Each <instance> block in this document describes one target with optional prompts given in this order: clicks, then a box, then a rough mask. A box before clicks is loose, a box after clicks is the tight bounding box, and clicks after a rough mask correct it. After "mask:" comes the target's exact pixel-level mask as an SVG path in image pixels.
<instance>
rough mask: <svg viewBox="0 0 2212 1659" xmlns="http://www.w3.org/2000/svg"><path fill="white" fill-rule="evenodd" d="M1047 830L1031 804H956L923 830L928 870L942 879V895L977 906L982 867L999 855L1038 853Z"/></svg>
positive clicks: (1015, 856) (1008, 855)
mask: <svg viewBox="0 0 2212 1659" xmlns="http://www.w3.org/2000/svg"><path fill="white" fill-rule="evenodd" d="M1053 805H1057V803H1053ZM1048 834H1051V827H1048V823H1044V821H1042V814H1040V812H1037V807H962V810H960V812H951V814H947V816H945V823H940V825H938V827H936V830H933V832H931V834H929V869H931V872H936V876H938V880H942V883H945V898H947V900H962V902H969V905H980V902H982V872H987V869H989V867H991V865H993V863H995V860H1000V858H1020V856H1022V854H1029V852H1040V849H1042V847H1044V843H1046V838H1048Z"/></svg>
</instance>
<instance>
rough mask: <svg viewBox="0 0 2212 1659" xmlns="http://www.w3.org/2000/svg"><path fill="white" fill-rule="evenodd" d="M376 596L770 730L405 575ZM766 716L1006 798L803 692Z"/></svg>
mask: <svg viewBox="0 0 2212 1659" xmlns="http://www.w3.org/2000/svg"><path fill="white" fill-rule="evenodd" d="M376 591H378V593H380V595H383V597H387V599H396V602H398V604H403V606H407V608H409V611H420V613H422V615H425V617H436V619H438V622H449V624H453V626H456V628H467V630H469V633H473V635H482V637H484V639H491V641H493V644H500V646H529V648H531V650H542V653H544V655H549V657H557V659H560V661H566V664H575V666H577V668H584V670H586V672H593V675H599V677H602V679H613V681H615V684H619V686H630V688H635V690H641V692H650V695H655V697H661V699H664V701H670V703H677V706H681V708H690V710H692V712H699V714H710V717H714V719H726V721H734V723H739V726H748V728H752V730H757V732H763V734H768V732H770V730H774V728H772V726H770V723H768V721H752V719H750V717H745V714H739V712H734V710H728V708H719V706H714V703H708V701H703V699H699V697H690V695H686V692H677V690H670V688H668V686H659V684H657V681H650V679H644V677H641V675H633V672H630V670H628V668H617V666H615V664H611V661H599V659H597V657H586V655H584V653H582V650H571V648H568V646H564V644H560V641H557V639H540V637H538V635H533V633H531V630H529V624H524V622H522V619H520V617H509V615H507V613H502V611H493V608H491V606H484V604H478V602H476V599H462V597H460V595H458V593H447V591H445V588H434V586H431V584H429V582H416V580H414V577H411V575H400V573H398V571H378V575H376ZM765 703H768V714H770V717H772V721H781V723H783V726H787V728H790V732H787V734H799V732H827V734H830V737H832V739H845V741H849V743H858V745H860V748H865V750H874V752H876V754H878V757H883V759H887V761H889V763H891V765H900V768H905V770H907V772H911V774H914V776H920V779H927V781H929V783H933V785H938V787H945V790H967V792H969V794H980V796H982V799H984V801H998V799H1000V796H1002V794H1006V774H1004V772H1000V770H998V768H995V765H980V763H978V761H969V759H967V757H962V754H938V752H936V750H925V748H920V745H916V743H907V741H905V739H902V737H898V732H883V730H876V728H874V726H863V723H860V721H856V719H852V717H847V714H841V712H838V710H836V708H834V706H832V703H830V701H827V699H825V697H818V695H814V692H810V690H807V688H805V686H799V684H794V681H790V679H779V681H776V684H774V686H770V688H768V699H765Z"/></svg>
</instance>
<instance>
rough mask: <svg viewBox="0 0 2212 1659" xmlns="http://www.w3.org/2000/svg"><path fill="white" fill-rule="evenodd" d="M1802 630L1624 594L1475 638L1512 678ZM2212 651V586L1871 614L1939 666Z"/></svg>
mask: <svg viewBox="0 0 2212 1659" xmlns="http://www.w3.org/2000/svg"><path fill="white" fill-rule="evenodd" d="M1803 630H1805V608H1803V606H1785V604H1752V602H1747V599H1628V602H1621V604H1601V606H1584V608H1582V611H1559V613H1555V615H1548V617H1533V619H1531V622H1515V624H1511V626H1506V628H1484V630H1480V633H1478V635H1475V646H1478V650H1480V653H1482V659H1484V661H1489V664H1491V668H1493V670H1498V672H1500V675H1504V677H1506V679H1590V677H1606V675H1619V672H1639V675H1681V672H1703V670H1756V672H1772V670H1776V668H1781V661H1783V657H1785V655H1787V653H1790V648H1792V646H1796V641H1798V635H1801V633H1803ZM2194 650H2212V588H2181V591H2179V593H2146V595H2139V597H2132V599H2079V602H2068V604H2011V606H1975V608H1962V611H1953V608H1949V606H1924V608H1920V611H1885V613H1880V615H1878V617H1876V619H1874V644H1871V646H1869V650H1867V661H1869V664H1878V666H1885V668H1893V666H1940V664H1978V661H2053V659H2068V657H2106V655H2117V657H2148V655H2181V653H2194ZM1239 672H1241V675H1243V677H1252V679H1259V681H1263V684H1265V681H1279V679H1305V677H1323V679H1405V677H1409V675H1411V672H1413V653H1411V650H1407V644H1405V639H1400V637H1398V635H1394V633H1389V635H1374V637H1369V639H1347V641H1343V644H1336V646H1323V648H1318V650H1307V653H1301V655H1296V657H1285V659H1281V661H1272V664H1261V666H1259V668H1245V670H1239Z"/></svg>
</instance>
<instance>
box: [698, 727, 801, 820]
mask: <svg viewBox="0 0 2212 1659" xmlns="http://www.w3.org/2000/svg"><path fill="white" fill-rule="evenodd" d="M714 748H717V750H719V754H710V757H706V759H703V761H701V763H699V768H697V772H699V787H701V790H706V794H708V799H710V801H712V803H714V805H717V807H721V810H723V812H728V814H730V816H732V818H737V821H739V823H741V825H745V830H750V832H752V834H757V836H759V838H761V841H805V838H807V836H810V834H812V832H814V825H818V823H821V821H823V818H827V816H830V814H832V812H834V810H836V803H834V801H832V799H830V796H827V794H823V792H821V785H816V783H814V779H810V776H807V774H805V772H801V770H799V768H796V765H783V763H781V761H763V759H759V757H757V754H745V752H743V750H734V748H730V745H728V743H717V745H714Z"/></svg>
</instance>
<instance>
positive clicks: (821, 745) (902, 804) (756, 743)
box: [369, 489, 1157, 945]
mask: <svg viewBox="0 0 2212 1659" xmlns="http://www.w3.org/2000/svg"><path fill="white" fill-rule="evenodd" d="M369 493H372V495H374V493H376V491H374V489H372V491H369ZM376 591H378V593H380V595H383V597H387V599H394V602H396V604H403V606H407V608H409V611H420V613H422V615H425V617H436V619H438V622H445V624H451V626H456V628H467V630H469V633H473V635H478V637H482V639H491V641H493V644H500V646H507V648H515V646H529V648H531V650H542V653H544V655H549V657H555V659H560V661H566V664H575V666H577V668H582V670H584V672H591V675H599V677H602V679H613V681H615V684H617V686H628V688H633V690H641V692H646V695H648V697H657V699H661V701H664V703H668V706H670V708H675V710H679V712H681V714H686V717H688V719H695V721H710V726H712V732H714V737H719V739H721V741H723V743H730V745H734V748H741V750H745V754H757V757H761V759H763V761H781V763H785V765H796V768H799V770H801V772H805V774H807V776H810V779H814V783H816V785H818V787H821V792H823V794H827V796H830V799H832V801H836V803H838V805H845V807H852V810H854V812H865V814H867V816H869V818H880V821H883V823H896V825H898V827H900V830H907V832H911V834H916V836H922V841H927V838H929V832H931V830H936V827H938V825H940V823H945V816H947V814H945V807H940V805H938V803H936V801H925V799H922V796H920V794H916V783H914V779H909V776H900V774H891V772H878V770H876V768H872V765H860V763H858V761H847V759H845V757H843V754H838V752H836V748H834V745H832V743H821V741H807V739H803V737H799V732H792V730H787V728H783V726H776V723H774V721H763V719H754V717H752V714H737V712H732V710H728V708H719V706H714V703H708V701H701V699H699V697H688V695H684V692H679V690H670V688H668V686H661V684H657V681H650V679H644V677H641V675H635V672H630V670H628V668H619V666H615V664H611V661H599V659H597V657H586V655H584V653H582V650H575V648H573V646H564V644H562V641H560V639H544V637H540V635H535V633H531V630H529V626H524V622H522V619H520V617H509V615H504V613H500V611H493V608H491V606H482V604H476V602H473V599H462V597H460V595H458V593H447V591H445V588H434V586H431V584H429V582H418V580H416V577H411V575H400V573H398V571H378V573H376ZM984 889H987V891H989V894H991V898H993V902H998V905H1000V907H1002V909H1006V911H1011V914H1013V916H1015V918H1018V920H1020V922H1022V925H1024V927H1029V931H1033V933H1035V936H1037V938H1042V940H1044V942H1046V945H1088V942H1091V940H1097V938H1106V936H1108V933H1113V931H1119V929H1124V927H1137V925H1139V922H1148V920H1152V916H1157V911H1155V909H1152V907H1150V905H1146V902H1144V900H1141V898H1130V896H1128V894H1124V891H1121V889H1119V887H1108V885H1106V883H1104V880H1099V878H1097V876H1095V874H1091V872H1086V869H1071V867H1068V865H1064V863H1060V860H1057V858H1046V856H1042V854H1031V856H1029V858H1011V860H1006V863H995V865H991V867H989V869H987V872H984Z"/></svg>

══════════

- [WORK INSTRUCTION]
From the data above, pull out every line that contains the string "positive". Case counts.

- [TASK RESULT]
positive clicks: (1015, 856) (1008, 855)
positive clicks: (821, 745) (902, 804) (756, 743)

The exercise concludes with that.